[Records]
———
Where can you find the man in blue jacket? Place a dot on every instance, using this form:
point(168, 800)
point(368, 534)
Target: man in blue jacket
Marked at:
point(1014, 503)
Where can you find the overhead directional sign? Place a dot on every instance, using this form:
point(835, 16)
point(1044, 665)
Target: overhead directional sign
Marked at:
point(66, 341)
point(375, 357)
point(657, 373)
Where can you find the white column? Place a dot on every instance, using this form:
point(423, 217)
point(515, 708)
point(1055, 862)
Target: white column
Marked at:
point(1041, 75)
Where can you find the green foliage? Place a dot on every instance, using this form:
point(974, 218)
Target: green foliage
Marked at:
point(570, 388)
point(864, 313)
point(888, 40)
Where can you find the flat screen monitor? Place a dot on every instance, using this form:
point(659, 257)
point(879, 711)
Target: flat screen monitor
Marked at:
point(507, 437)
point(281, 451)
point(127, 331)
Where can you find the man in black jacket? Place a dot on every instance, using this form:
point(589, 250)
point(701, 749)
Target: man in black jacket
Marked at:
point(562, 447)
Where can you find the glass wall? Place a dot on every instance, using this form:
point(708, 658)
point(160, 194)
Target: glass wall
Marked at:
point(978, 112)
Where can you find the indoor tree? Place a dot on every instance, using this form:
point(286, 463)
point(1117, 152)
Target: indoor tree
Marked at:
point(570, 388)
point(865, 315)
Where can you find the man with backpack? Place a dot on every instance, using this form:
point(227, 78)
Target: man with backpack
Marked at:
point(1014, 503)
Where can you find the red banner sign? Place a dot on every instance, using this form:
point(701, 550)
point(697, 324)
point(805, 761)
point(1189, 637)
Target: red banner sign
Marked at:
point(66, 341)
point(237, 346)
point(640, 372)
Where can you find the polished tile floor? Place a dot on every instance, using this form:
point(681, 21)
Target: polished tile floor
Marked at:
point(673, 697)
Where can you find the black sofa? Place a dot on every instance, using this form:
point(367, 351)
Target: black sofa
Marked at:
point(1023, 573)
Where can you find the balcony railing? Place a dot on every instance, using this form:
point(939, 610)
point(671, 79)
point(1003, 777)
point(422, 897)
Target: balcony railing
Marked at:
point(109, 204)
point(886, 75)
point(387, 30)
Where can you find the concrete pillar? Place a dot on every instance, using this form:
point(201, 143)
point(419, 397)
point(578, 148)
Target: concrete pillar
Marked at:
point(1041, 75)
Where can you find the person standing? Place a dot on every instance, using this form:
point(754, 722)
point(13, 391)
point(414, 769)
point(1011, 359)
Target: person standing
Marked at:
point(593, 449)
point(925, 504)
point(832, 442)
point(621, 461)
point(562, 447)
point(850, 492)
———
— TASK REQUIREMENTS —
Write out all the entries above again, substituting "Put a marker" for every "Place a dot" and leaving everything else unchanged.

— RESULT OF THIS TASK —
Where can you find the man in blue jacket? Put a marker on every instance, using this form:
point(168, 800)
point(368, 534)
Target: man in blue jacket
Marked at:
point(1014, 503)
Where can you find the overhead directional sign? Put a marker on every instance, using this form:
point(835, 16)
point(1044, 665)
Target: overhead directional sign
Marked at:
point(66, 341)
point(375, 357)
point(657, 373)
Where can you find the white column? Put a marker on every instance, using this form:
point(423, 217)
point(515, 708)
point(1055, 862)
Target: white column
Marked at:
point(1041, 75)
Where can you find the green foliage? Put a marker on every instance, using this form:
point(974, 218)
Target: green foliage
Marked at:
point(570, 388)
point(864, 313)
point(888, 40)
Where can you find the flat screen monitor? Put a marker on every instance, using this form:
point(659, 257)
point(879, 711)
Target: flat screen monitor
Marked at:
point(507, 437)
point(281, 451)
point(127, 331)
Where can you find the man in black jacket? Put a marker on every instance, using this form:
point(589, 250)
point(701, 749)
Target: man in black jacket
Marked at:
point(562, 447)
Where can you find the glass wall? Put a marker on every instance, using this form:
point(708, 658)
point(160, 194)
Target: glass wall
Marked at:
point(978, 112)
Where can you find the indoor tree? Put a marker on every instance, using this form:
point(286, 463)
point(1117, 152)
Target: indoor tree
Marked at:
point(570, 388)
point(865, 315)
Where can you find the man with backpack? Put a marker on every instance, using this form:
point(227, 78)
Target: man with backpack
Marked at:
point(1014, 503)
Where can you find the red banner sign? Put a marker on every instance, using this form:
point(701, 550)
point(697, 324)
point(805, 761)
point(1189, 637)
Target: red banner sign
Marked at:
point(66, 341)
point(237, 346)
point(640, 372)
Where can you find the polished tile floor? Put a marker on every instance, using this form:
point(681, 21)
Target: polished tile floor
Marked at:
point(673, 697)
Where can you find the black sofa? Put a marker on every instance, using this form:
point(367, 351)
Target: black sofa
Marked at:
point(1023, 573)
Where can you find the balcony railing? Put a marker on every instance, using this form:
point(939, 610)
point(671, 79)
point(1003, 777)
point(422, 897)
Target: balcony railing
Marked at:
point(109, 204)
point(886, 75)
point(387, 30)
Where can you find the concrete pillar? Put a marker on every instance, using this form:
point(201, 143)
point(419, 397)
point(578, 148)
Target: concrete pillar
Marked at:
point(1041, 75)
Where can you find the person standing? Put a marker on every instance, using this form:
point(754, 722)
point(13, 391)
point(414, 769)
point(1011, 359)
Target: person standing
Marked at:
point(593, 449)
point(925, 504)
point(832, 442)
point(621, 461)
point(562, 447)
point(850, 492)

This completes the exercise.